- Dataset excerpts
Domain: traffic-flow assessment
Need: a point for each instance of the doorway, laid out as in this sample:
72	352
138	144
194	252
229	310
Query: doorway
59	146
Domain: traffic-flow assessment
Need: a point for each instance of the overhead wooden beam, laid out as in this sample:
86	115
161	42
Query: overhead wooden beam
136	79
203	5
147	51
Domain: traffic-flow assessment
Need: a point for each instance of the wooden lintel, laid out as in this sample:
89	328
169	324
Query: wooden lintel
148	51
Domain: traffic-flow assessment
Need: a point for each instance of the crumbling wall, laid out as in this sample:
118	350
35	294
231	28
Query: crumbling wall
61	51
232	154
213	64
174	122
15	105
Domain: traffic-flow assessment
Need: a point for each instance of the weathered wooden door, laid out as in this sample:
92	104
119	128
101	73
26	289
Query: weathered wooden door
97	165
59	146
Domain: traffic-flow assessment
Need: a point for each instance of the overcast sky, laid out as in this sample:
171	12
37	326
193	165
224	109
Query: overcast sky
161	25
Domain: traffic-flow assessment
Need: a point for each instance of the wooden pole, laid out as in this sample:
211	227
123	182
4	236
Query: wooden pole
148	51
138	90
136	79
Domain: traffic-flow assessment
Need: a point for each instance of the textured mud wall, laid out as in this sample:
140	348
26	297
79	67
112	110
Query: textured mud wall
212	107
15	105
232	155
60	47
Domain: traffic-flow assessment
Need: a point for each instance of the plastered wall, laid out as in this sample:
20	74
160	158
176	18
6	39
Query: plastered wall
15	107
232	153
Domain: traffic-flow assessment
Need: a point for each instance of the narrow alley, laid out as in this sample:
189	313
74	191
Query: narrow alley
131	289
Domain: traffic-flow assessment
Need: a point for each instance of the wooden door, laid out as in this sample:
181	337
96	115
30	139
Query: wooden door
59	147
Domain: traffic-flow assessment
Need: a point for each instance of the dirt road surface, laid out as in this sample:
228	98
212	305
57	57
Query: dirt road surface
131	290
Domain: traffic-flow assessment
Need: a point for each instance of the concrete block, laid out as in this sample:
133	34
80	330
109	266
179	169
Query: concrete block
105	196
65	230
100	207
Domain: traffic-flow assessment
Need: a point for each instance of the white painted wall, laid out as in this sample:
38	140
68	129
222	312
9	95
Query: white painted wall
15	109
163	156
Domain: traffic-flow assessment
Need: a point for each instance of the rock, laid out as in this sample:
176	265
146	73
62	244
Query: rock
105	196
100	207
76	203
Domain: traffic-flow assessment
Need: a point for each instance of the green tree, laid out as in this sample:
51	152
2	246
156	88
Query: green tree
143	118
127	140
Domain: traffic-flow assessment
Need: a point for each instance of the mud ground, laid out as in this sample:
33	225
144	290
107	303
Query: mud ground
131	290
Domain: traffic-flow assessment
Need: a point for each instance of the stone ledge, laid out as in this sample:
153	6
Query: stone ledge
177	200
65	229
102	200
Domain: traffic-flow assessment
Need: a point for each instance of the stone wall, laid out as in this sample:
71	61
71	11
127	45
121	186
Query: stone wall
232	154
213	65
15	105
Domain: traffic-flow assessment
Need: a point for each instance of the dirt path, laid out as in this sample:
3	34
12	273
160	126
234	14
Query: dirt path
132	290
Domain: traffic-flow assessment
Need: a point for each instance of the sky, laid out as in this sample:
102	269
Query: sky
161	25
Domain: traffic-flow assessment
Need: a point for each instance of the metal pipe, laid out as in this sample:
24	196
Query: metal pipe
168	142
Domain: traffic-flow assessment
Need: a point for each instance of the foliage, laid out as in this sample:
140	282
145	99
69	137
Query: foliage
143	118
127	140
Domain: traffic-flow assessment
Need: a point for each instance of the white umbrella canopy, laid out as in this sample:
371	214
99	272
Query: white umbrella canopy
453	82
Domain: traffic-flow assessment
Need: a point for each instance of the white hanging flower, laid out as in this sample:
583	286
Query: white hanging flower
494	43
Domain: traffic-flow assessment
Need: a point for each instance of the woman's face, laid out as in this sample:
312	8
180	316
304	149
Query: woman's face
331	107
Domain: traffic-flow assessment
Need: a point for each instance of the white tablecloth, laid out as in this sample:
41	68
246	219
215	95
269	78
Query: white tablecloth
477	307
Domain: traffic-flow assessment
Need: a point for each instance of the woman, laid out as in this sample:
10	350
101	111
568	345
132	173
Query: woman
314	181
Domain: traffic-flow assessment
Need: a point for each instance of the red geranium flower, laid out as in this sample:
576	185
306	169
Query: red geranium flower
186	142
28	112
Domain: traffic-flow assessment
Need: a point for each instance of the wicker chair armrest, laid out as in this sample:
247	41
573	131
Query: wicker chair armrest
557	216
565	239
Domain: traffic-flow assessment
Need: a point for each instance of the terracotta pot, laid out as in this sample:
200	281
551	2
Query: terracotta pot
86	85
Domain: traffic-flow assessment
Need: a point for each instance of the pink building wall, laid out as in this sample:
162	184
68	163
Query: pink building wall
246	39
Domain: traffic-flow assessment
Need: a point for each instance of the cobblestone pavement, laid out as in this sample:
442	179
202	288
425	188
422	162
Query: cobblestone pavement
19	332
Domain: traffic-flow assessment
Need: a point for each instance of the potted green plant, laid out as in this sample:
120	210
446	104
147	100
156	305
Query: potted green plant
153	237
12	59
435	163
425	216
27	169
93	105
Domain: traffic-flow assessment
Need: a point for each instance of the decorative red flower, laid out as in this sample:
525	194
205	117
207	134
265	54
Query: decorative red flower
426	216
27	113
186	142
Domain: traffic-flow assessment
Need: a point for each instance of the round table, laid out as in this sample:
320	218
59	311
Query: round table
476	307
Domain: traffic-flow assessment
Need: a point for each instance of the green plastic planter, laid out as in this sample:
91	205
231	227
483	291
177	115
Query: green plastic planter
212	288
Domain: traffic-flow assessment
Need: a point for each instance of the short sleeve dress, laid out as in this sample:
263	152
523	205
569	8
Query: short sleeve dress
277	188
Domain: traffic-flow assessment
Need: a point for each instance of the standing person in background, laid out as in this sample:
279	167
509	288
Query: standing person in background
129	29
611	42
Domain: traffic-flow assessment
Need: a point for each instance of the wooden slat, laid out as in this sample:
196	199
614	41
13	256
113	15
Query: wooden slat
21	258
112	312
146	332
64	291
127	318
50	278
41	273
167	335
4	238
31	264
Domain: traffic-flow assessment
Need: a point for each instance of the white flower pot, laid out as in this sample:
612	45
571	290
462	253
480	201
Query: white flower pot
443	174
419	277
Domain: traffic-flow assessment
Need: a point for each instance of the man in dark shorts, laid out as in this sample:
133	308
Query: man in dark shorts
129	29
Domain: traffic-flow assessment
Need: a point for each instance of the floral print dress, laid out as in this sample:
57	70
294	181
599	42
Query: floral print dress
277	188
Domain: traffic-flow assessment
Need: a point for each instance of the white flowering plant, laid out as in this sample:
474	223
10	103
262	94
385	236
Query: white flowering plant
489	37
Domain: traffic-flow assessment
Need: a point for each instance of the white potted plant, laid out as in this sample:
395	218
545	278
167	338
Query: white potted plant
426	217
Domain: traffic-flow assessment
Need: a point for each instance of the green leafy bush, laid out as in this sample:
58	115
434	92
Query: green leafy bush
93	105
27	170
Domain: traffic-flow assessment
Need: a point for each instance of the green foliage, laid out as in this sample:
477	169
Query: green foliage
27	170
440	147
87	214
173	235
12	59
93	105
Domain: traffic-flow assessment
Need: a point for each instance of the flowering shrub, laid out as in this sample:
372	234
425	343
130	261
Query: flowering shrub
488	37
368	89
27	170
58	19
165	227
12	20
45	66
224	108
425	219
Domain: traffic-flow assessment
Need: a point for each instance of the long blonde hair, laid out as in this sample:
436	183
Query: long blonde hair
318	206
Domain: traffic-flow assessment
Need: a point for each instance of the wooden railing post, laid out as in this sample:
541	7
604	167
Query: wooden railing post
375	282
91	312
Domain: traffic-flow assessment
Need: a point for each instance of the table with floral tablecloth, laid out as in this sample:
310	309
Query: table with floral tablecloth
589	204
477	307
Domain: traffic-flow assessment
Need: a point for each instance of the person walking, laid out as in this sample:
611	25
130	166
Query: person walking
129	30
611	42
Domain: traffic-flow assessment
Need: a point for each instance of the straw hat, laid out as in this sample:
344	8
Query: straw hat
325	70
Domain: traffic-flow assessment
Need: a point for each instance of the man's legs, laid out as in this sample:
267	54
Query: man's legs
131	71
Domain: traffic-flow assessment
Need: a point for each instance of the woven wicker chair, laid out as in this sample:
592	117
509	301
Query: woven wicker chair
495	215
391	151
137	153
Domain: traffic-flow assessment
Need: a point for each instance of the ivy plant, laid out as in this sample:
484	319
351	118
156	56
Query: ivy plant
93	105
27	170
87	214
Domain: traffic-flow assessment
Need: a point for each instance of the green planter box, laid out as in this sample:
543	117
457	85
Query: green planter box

- Exercise details
Find every line in the records above that contains the word "sleeve", and copy each such line in full.

- Finished exercise
Need: a point for each instance of the short sleeve dress, laid out as in this sample:
Query: short sleeve dress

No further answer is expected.